- _Task brief_
Write out the Reading Kingdom text word for word between "Reading Kingdom is a comprehensive" and "Sequencing (Letter Order)", inclusive.

- _Text passage_
++++++++++

Reading Kingdom is a comprehensive program that teaches all the skills required to turn students into successful readers.
The six skills of reading and writing are: sequencing, writing, sounds (phonology), meaning (semantics), grammar (syntax) and comprehension. Here is a little bit about how and why Reading Kingdom teaches those skills.
Sequencing (Letter Order)
When we are young children and see items that are grouped together, we learn that their sequence, or order, doesn't matter. For example:
Our experience has taught us that these are all the "same" group of adorable puppies. The order they appear in doesn't make any difference. However, when we learn how to read, suddenly, the sequence of the objects becomes essential.
Sequencing is what allows us to read the same letter combinations as different words by changing their order - as you can see in these words:
now / won / own
eat / tea / ate
pale / leap / plea
These differences in sequencing are obvious to us, but not to a young child who has not yet learned to read. Amazingly, children are not taught this essential aspect of reading.
However, in Reading Kingdom's Seeing Sequences segment, children easily and rapidly acquire the sequencing skills they need. Because Reading Kingdom is adaptive, only those students who will benefit from this format, receive it.
Writing
Writing is reading's sister skill and is an essential part of reading education. Research shows that teaching writing and reading together is far more effective than teaching reading alone. For example, it has been found that teaching a child to write a word accurately is 5 times as effective in facilitating word recognition as reading the same word once. In other words, reading fluency is attained much faster via writing. That's why Reading Kingdom incorporates a lot of writing.
To write successfully, students need to have mastered the physical skills involved in creating written words. With paper and pencil material, this means handwriting; with computers, this means keyboarding. Fortunately, for young children, keyboarding does not entail their having to use all ten fingers. A single finger is enough. But the movements of that finger must be guided by teaching which leads the children to have a solid sense of the keyboard layout. With that mental map in place, hunting and pecking vanishes to be replaced by smooth, accurate movements on any keys they need.
The solution is provided in Reading Kingdom's Letter Land format which offers an integrated system for teaching children the skills for recognizing and selecting the letters they need to produce for effective spelling and writing. This segment teaches upper and lower case letters, as well as the beginnings of punctuation.
(Reading Kingdom also offers an easy-to-use handwriting program that teaches children the fine motor skills and the production of shapes that handwriting requires.)
Sounds / Phonology
Phonology is the skill that allows you to take a set of letters (such as "c", "a", and "t") and translate them into sounds that form real words (e.g. "cat"). Unfortunately, the current methods for teaching "sounding out" do not work for many children. As previously discussed, English is highly irregular and there are 1,768 to spell 40 phonemes. For example, the sound "u" as in "nut" can be spelled 60 different ways (e.g. about, ocean, gorgeous, nation, does, patience, women, etc.).
The "solution" that traditional phonics approaches offer to get around this obstacle is to have children learn "rules" about the way letters work. In fact, Phonics has developed almost 600 rules! But the problem with the "rules" is that they are riddled with exceptions.
Fortunately, there are easier and more effective methods for converting letters into sounds without requiring children to learn complicated and error-prone rules. That's why Reading Kingdom uses two unique methods that lead to rapid sound and word identification and do not require children to memorize any rules. These are:
Bit blends: this technique eases the demands of blending - which is very challenging for children - by providing part of the sound blend and requiring students to complete the other part. It's like putting training wheels on the process of blending. After a period of time, children learn how to blend on their own.

++++++++++

- _Extracted data_
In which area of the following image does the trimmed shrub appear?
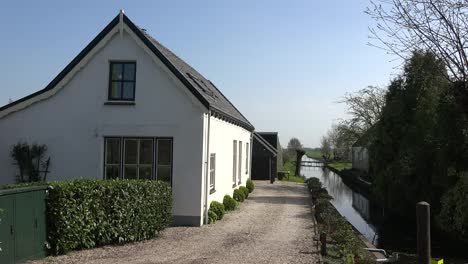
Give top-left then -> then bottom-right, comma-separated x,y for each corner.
232,189 -> 245,202
246,179 -> 255,192
208,208 -> 218,224
210,201 -> 224,220
4,180 -> 172,254
223,194 -> 238,211
239,186 -> 250,199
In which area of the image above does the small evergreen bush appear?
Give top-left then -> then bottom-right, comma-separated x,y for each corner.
210,201 -> 224,220
246,179 -> 255,192
208,208 -> 218,224
223,194 -> 237,211
232,189 -> 245,202
239,186 -> 249,199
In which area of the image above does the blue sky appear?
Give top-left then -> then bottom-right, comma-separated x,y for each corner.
0,0 -> 397,146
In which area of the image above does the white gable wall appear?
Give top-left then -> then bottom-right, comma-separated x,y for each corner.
0,29 -> 204,224
203,116 -> 252,205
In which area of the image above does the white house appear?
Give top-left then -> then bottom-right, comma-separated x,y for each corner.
0,12 -> 254,226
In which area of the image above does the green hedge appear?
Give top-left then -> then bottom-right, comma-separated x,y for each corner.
3,180 -> 172,254
239,186 -> 250,199
232,189 -> 245,202
246,179 -> 255,192
223,194 -> 238,211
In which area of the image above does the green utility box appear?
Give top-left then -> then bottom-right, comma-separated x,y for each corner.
0,186 -> 47,264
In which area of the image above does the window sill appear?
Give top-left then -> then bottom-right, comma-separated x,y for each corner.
104,101 -> 135,105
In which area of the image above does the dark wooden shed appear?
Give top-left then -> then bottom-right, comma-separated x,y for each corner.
251,132 -> 278,183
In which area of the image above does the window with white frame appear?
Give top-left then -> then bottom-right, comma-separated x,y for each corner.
104,137 -> 172,182
210,153 -> 216,193
123,138 -> 153,180
232,140 -> 237,186
108,62 -> 136,101
237,141 -> 242,184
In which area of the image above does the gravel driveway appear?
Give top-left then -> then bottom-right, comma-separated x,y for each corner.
34,181 -> 319,264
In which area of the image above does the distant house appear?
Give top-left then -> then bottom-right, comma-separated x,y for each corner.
352,145 -> 369,172
0,12 -> 254,226
252,132 -> 283,182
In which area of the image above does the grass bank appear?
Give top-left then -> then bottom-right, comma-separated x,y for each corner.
306,178 -> 375,264
327,161 -> 353,171
278,160 -> 305,183
306,150 -> 323,160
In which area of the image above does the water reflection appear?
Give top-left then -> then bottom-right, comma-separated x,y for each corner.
301,157 -> 378,245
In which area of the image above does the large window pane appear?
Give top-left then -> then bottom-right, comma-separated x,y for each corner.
106,165 -> 120,179
140,139 -> 153,164
138,166 -> 153,180
157,139 -> 172,165
158,166 -> 171,182
124,165 -> 137,179
110,82 -> 122,99
111,63 -> 123,81
122,82 -> 135,99
124,63 -> 135,81
125,139 -> 138,164
106,138 -> 120,164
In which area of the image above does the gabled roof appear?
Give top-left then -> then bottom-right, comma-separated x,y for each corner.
253,132 -> 278,156
0,13 -> 254,131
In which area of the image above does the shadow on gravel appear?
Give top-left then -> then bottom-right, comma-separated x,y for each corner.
249,196 -> 310,206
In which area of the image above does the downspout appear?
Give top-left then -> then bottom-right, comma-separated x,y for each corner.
204,109 -> 211,224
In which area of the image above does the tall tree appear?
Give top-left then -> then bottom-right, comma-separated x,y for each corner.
370,52 -> 449,214
366,0 -> 468,83
340,86 -> 385,137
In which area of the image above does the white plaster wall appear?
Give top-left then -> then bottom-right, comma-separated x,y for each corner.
203,117 -> 252,206
0,29 -> 204,221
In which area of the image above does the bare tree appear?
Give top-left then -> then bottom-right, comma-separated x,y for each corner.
288,137 -> 302,151
366,0 -> 468,83
339,86 -> 385,135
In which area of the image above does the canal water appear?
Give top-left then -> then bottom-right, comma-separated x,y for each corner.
301,157 -> 379,245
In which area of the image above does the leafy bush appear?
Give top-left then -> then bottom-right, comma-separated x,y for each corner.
239,186 -> 250,199
438,175 -> 468,240
4,180 -> 172,254
232,189 -> 245,202
223,195 -> 237,211
208,208 -> 218,224
210,201 -> 224,220
305,177 -> 322,193
278,171 -> 289,181
246,179 -> 255,192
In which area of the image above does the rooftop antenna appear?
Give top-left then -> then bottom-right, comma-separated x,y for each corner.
119,9 -> 125,38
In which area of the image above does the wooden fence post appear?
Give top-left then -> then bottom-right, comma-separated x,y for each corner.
320,232 -> 327,256
416,202 -> 431,264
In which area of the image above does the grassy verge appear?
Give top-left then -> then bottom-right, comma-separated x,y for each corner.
328,161 -> 353,171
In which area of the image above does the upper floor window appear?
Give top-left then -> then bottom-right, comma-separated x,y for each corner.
108,62 -> 136,101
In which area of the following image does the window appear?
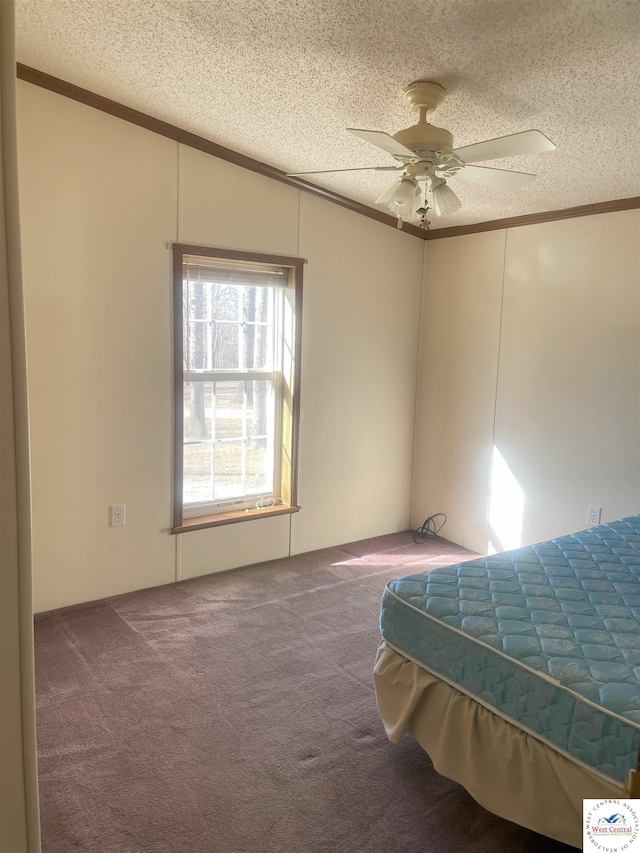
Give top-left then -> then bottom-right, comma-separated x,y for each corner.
173,244 -> 304,532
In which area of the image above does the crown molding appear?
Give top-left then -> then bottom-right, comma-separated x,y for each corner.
426,196 -> 640,240
17,62 -> 426,240
17,62 -> 640,240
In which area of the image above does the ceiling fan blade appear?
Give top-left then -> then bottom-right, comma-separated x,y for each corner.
347,127 -> 416,160
451,130 -> 556,163
451,166 -> 535,190
287,166 -> 404,178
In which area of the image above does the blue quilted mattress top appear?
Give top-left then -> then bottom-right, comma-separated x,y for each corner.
380,515 -> 640,783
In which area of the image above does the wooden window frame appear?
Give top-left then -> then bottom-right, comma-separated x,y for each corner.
171,243 -> 305,533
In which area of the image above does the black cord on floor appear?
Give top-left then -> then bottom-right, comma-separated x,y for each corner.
413,512 -> 447,544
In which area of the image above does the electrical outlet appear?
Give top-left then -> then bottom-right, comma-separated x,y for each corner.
111,504 -> 124,527
587,505 -> 602,527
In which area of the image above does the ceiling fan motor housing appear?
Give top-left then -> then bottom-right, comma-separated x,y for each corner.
393,122 -> 453,158
393,80 -> 453,159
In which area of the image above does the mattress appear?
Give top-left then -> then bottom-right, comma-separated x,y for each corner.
381,515 -> 640,784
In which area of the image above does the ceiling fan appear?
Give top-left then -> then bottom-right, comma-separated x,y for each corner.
290,80 -> 556,228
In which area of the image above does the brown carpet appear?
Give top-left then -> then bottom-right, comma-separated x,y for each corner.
36,533 -> 575,853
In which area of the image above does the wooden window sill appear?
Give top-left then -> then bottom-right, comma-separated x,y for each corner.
171,506 -> 300,533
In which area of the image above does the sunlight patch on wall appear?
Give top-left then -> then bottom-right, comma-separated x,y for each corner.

++++++++++

- _Task response_
Reading Kingdom is a comprehensive program that teaches all the skills required to turn students into successful readers.
The six skills of reading and writing are: sequencing, writing, sounds (phonology), meaning (semantics), grammar (syntax) and comprehension. Here is a little bit about how and why Reading Kingdom teaches those skills.
Sequencing (Letter Order)